**WORK INSTRUCTION:** Repeat, exactly as written, the lines of the records below from the first through the line with "positive clicks: (67, 1029)", but none past it.
------ PROVIDED DATA
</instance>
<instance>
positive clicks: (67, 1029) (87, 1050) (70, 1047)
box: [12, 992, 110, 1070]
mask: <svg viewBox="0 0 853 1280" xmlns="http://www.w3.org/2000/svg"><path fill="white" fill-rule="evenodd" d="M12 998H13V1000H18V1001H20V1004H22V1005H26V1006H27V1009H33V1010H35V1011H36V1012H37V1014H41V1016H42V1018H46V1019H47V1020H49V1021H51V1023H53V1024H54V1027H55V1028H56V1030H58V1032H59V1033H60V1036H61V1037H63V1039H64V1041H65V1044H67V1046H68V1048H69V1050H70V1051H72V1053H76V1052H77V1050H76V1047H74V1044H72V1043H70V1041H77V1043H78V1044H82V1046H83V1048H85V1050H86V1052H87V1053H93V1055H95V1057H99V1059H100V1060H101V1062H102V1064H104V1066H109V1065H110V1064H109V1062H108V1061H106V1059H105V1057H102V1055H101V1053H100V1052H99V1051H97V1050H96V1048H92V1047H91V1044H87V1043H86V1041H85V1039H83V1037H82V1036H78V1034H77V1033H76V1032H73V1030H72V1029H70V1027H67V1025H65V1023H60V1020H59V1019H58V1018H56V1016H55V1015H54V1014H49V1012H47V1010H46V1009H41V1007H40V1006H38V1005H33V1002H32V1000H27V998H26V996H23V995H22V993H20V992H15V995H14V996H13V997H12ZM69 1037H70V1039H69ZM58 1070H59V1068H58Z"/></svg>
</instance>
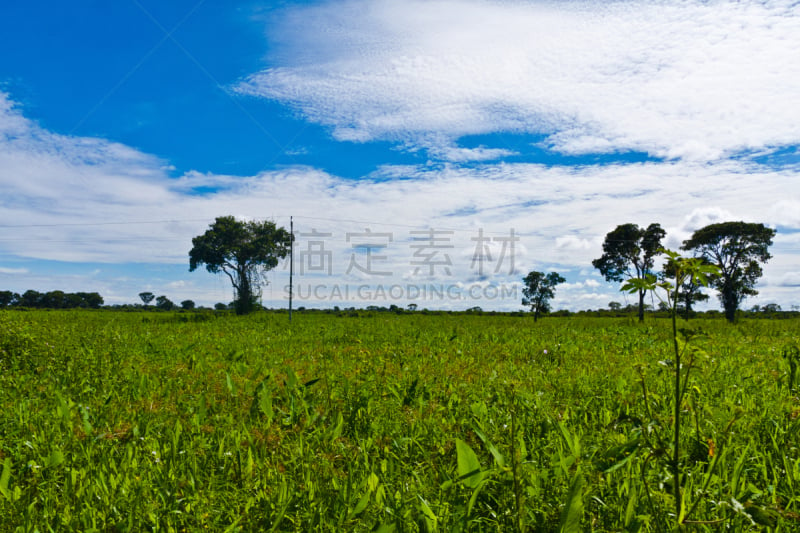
------------
**EXERCISE RESPONSE:**
</instance>
<instance>
positive clicks: (67, 1029) (87, 1050) (70, 1047)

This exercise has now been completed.